DEINE AUFGABE
Such aus dem Material unten jede Zeile heraus, in der das Wort „dark“ vorkommt, und schreib sie ab. Groß- und Kleinschreibung zählt dabei.

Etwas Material
§
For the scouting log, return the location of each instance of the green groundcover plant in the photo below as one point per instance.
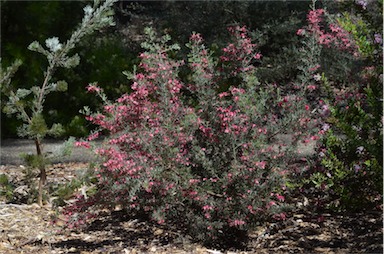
(200, 144)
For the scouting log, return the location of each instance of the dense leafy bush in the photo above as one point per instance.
(28, 104)
(204, 152)
(350, 156)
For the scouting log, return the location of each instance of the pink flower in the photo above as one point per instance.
(93, 88)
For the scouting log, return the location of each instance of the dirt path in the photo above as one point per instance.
(11, 149)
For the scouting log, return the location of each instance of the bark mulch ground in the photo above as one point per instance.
(29, 229)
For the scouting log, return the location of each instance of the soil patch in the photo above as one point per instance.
(30, 229)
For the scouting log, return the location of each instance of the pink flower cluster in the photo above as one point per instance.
(333, 36)
(208, 158)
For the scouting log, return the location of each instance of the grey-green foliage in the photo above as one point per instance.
(28, 104)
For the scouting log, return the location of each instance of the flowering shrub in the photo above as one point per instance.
(186, 152)
(351, 154)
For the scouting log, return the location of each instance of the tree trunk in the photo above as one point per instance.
(43, 173)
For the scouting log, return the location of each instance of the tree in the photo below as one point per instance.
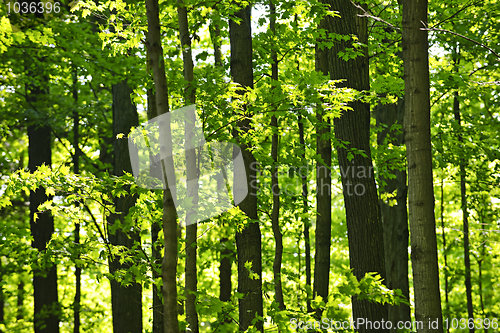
(323, 189)
(419, 160)
(42, 224)
(352, 132)
(278, 236)
(191, 172)
(126, 300)
(169, 264)
(248, 240)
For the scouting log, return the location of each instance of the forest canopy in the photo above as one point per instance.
(254, 166)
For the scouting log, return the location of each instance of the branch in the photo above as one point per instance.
(464, 37)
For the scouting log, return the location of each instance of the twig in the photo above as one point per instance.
(464, 37)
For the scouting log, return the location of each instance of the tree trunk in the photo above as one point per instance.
(364, 224)
(169, 264)
(463, 195)
(419, 159)
(2, 296)
(248, 241)
(44, 283)
(323, 191)
(126, 301)
(155, 229)
(226, 253)
(76, 170)
(20, 301)
(305, 211)
(191, 279)
(445, 256)
(278, 237)
(395, 218)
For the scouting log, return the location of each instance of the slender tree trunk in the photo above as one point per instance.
(278, 237)
(465, 214)
(169, 264)
(216, 40)
(395, 218)
(20, 301)
(419, 159)
(191, 173)
(76, 170)
(2, 296)
(305, 210)
(226, 253)
(126, 301)
(44, 283)
(155, 229)
(445, 256)
(248, 241)
(364, 224)
(323, 191)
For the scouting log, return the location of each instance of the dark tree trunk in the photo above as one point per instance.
(248, 241)
(169, 264)
(126, 301)
(323, 191)
(76, 170)
(364, 224)
(226, 253)
(445, 256)
(191, 280)
(305, 211)
(2, 296)
(463, 196)
(20, 301)
(395, 217)
(278, 237)
(44, 283)
(419, 158)
(156, 248)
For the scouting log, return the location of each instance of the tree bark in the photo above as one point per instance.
(305, 210)
(45, 279)
(419, 158)
(463, 196)
(76, 170)
(169, 264)
(155, 229)
(191, 280)
(126, 301)
(2, 296)
(248, 241)
(364, 224)
(278, 237)
(445, 256)
(395, 218)
(323, 190)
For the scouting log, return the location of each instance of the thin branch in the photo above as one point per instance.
(464, 37)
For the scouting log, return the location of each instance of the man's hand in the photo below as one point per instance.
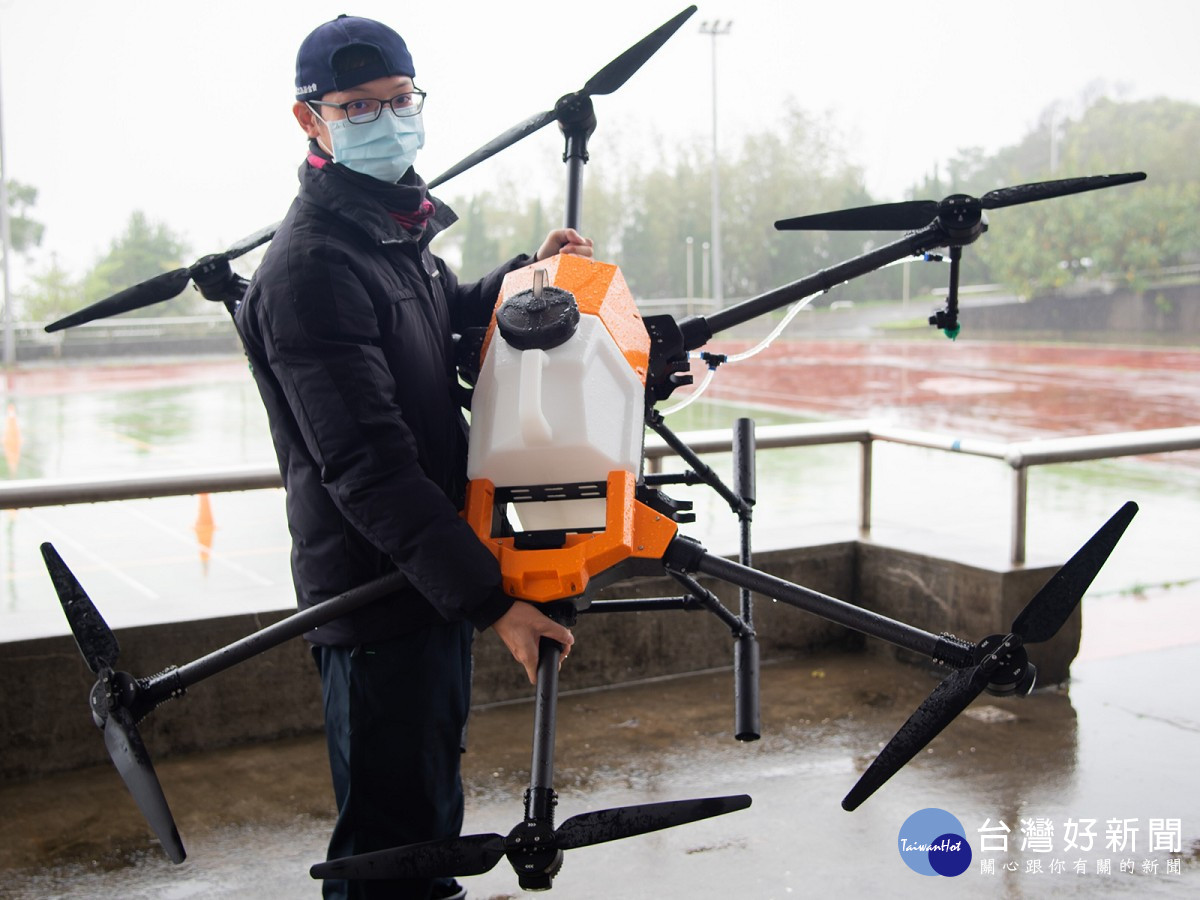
(522, 627)
(564, 240)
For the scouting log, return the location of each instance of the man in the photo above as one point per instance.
(348, 327)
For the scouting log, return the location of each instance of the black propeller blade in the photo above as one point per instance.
(610, 825)
(1000, 658)
(160, 287)
(606, 81)
(111, 700)
(477, 853)
(132, 761)
(469, 855)
(95, 639)
(911, 215)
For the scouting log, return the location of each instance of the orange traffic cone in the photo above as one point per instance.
(204, 528)
(11, 439)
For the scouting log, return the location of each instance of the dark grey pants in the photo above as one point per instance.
(395, 713)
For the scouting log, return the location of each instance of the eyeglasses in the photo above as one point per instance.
(367, 109)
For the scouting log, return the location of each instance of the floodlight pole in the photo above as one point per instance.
(715, 29)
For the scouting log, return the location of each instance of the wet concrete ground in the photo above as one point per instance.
(1120, 743)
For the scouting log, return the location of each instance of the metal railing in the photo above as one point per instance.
(1020, 456)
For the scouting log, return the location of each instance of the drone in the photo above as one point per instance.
(567, 379)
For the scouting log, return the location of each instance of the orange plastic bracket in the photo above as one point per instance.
(631, 531)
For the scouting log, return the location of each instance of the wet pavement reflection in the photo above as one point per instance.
(1117, 744)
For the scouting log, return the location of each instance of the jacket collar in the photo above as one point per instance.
(366, 203)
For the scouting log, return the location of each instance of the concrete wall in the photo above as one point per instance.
(46, 726)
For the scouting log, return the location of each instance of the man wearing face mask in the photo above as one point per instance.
(348, 324)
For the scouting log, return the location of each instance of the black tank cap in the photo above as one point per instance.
(532, 323)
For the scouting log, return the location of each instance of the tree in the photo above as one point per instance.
(51, 295)
(144, 250)
(1120, 233)
(23, 232)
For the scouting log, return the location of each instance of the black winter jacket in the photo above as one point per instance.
(348, 328)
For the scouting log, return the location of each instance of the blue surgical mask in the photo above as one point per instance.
(383, 149)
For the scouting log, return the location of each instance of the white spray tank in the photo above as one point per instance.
(559, 401)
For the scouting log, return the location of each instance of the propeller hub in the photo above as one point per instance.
(534, 855)
(961, 217)
(1007, 665)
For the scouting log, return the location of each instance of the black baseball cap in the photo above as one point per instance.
(317, 72)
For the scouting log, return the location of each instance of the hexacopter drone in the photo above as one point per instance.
(567, 378)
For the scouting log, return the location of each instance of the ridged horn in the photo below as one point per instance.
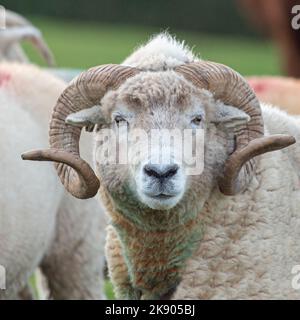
(84, 92)
(231, 88)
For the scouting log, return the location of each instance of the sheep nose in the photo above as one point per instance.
(161, 172)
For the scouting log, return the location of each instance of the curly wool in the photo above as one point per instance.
(248, 244)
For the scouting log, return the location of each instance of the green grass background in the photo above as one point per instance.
(83, 45)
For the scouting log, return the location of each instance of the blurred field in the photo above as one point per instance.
(82, 45)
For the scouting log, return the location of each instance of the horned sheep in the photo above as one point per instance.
(40, 224)
(232, 231)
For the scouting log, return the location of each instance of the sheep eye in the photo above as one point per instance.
(197, 120)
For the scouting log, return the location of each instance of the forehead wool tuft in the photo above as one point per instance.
(160, 53)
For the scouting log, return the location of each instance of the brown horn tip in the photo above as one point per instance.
(85, 184)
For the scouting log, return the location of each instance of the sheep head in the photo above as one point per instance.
(201, 94)
(18, 29)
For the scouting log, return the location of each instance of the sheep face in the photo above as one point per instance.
(162, 102)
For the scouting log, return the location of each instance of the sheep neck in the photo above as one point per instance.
(156, 258)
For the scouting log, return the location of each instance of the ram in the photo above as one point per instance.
(232, 231)
(40, 224)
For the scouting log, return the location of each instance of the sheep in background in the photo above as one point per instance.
(230, 232)
(279, 91)
(40, 224)
(18, 29)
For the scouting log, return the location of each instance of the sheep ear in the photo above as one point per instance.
(230, 117)
(87, 118)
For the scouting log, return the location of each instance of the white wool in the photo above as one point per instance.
(40, 224)
(161, 52)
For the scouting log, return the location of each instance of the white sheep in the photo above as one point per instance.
(232, 231)
(40, 224)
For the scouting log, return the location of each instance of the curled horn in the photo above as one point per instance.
(231, 88)
(84, 92)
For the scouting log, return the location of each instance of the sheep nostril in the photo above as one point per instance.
(161, 172)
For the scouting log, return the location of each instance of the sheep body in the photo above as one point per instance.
(40, 224)
(248, 244)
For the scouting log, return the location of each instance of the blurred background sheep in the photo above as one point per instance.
(247, 35)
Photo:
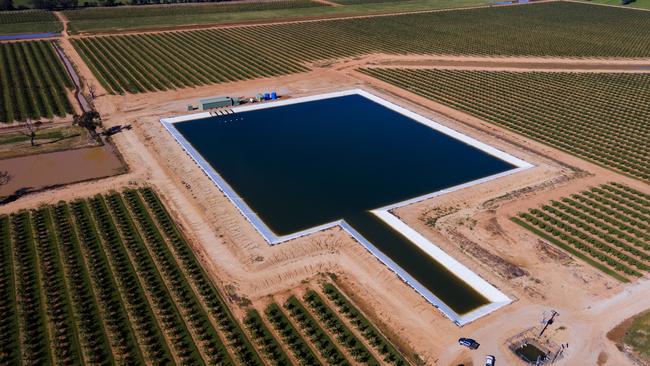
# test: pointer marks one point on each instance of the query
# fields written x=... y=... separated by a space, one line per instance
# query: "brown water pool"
x=62 y=167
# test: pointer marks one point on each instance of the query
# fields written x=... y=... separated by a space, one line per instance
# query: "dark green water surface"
x=307 y=164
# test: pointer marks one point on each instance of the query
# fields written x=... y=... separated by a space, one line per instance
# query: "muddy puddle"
x=63 y=167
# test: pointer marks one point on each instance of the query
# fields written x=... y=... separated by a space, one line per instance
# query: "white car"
x=489 y=360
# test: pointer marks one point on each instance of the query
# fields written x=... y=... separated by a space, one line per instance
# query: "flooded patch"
x=64 y=167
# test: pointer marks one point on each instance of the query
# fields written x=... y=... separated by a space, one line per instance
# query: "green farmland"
x=33 y=82
x=111 y=19
x=315 y=330
x=606 y=226
x=109 y=280
x=597 y=117
x=107 y=20
x=639 y=4
x=148 y=62
x=28 y=21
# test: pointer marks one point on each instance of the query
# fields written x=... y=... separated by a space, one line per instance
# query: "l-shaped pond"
x=305 y=164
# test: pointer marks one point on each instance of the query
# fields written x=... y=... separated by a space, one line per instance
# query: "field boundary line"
x=194 y=27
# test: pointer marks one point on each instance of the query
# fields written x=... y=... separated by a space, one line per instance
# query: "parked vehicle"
x=469 y=343
x=489 y=360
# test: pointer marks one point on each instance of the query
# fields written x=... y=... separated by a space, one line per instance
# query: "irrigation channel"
x=83 y=103
x=347 y=159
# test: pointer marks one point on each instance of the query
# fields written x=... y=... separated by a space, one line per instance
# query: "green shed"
x=218 y=102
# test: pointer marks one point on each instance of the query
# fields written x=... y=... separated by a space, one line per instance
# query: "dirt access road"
x=238 y=257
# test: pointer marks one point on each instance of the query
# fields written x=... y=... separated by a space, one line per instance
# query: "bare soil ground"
x=478 y=233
§
DIE LÖSUNG
For the scouting log, return the location of each instance of the dark tree trunk in the photo above as one point per instance.
For the scouting log, return the location of each instance of the dark grey pants in the photo above as one point per instance.
# query: "dark green water surface"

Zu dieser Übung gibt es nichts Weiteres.